• [Instructions to follow] Rewrite the stretch of the Chapter 5 Verse 7 text from "Yoga-yukto vishuddhaatmaa vijitaatmaa" through "is not tainted.", with "stained" in place of "tainted".

• [Extract]
मुख्य सामग्री पर जाएं
Chapter 5 Verse 7
5.7
योगयुक्तो विशुद्धात्मा विजितात्मा जितेन्द्रियः | सर्वभूतात्मभूतात्मा कुर्वन्नपि न लिप्यते ||७||

Yoga-yukto vishuddhaatmaa vijitaatmaa jitendriyah | Sarva-bhootaatma-bhootaatmaa kurvann api na lipyate ||7||

अनुवाद

The one endowed with yoga, pure of soul, self-controlled, with senses conquered, whose self has become the self of all beings — though acting, is not tainted.

• [Extracted records]
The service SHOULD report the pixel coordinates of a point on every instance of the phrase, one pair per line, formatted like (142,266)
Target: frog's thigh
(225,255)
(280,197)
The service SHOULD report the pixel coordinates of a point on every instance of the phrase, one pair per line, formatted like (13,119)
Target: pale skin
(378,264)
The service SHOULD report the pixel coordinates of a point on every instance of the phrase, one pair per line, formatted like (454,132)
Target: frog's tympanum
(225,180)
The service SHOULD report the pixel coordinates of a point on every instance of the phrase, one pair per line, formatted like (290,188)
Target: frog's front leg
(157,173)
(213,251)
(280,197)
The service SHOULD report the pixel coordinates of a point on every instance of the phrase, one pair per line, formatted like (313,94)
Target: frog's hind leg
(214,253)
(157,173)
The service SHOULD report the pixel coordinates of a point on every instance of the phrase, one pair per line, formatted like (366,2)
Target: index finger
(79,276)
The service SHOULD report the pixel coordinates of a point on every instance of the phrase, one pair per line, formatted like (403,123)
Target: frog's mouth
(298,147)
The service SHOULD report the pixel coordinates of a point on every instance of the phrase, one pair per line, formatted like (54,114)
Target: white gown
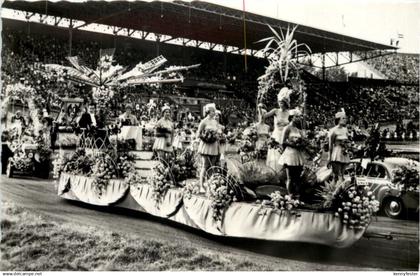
(281,119)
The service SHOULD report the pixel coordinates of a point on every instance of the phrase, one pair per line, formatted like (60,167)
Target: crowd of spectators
(364,105)
(403,68)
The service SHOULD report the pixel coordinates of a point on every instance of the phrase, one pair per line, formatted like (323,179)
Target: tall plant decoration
(109,77)
(281,51)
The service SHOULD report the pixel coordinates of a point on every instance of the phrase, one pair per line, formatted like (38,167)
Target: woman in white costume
(281,119)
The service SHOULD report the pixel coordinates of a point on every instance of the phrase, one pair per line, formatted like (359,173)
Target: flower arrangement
(354,205)
(247,150)
(183,166)
(255,174)
(161,180)
(406,178)
(221,194)
(43,150)
(134,178)
(190,188)
(208,136)
(280,202)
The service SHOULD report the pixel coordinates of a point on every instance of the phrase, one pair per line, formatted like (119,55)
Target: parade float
(245,198)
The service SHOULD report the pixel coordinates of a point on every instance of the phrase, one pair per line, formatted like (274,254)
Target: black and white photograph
(218,135)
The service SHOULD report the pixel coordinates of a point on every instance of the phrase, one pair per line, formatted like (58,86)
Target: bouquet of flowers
(406,178)
(279,202)
(208,136)
(184,166)
(221,194)
(161,181)
(247,149)
(355,205)
(190,188)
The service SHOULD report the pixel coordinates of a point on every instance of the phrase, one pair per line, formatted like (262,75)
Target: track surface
(401,253)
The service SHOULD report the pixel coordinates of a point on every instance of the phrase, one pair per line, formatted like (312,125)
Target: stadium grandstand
(222,40)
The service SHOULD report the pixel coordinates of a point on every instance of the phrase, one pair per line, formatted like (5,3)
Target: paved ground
(401,253)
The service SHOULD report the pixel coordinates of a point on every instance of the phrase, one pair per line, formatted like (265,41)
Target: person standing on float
(220,131)
(293,157)
(209,151)
(338,157)
(163,142)
(263,132)
(281,120)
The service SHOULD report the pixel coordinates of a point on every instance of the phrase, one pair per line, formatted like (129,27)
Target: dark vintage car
(378,175)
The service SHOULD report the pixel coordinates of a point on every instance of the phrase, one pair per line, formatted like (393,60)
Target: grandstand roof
(194,20)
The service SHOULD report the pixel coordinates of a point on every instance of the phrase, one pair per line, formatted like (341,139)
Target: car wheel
(9,170)
(393,207)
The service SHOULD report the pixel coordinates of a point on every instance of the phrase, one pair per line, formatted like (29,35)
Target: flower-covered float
(245,198)
(235,205)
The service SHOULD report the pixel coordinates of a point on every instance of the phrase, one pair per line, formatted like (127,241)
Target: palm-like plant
(281,51)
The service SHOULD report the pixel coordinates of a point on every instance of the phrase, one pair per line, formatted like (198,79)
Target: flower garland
(222,193)
(184,166)
(190,188)
(355,206)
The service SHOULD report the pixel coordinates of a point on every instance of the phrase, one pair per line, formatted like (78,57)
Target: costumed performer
(164,134)
(281,120)
(338,157)
(293,156)
(208,146)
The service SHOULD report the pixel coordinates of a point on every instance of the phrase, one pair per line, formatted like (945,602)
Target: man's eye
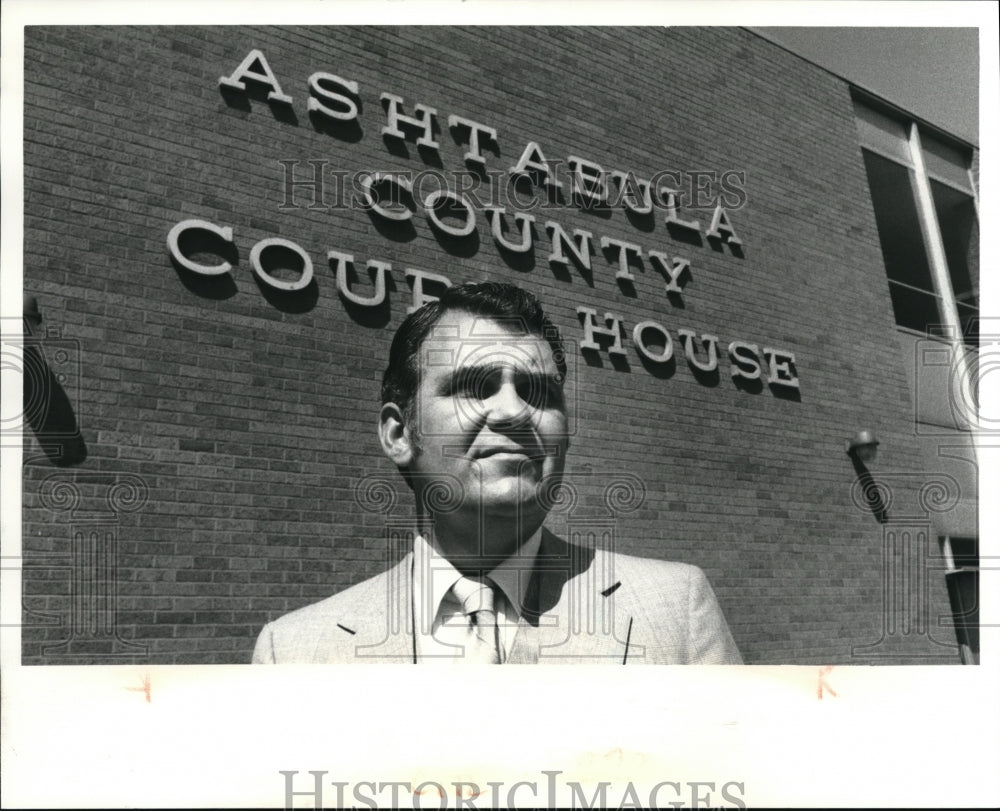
(475,386)
(540,392)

• [Exercise answer]
Yoga-yukto vishuddhaatmaa vijitaatmaa jitendriyah | Sarva-bhootaatma-bhootaatmaa kurvann api na lipyate ||7||

अनुवाद

The one endowed with yoga, pure of soul, self-controlled, with senses conquered, whose self has become the self of all beings — though acting, is not stained.